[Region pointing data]
──────────
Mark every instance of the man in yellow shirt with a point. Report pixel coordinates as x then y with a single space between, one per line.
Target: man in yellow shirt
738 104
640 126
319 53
──────────
# What to do
Reproduce every line of the data verbatim.

# The answer
Mark every instance of the man in yellow shirt with a point. Report pixel coordinates as x then y with a single space between, one per line.
Target: man in yellow shirt
738 104
640 126
319 53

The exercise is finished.